(Recorded data)
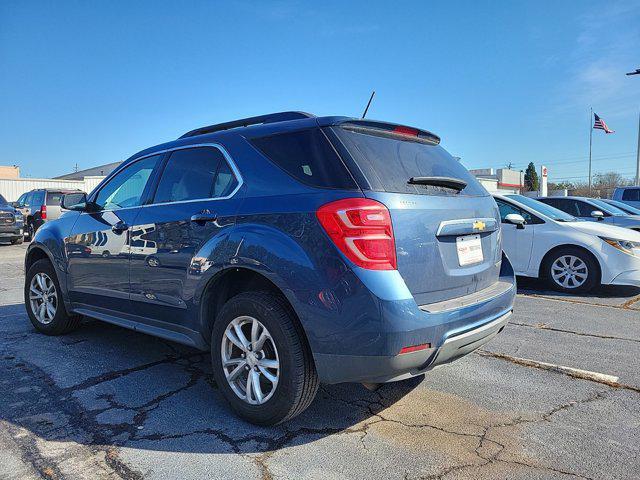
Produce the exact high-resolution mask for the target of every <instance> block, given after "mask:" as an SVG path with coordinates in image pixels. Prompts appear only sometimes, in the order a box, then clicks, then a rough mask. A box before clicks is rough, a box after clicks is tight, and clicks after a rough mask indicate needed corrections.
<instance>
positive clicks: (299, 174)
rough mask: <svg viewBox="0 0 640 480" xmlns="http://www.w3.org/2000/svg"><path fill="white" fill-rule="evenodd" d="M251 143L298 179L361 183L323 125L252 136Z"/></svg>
mask: <svg viewBox="0 0 640 480" xmlns="http://www.w3.org/2000/svg"><path fill="white" fill-rule="evenodd" d="M250 141H251V143H252V144H253V145H254V146H255V147H256V148H257V149H258V150H260V151H261V152H262V153H263V154H264V155H265V156H266V157H267V158H268V159H269V160H271V161H272V162H273V163H275V164H276V165H277V166H279V167H280V168H281V169H283V170H284V171H285V172H287V173H288V174H289V175H291V176H292V177H294V178H295V179H296V180H298V181H300V182H302V183H305V184H307V185H311V186H312V187H320V188H338V189H347V190H354V189H357V186H356V184H355V182H354V180H353V178H352V177H351V175H350V174H349V172H348V171H347V169H346V167H345V166H344V164H343V163H342V160H341V159H340V157H339V156H338V154H337V153H336V151H335V150H334V149H333V147H332V146H331V144H330V143H329V141H328V140H327V138H326V137H325V135H324V133H322V131H321V130H320V129H319V128H312V129H308V130H301V131H297V132H287V133H278V134H275V135H268V136H266V137H258V138H252V139H251V140H250Z"/></svg>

* **Action item**: If a line of the data contains "clicks", copy it out.

* **Result for this task**:
Produce the exact high-resolution mask for the target of every <instance> block, given after "mask:" as an SVG path with coordinates in image pixels. Prompts appear only sometimes, in the order a box, then clicks, then a rough mask. A box before clicks is rough, a box after clicks is tight, and clicks after a rough mask indicate needed corrections.
positive clicks: (299, 174)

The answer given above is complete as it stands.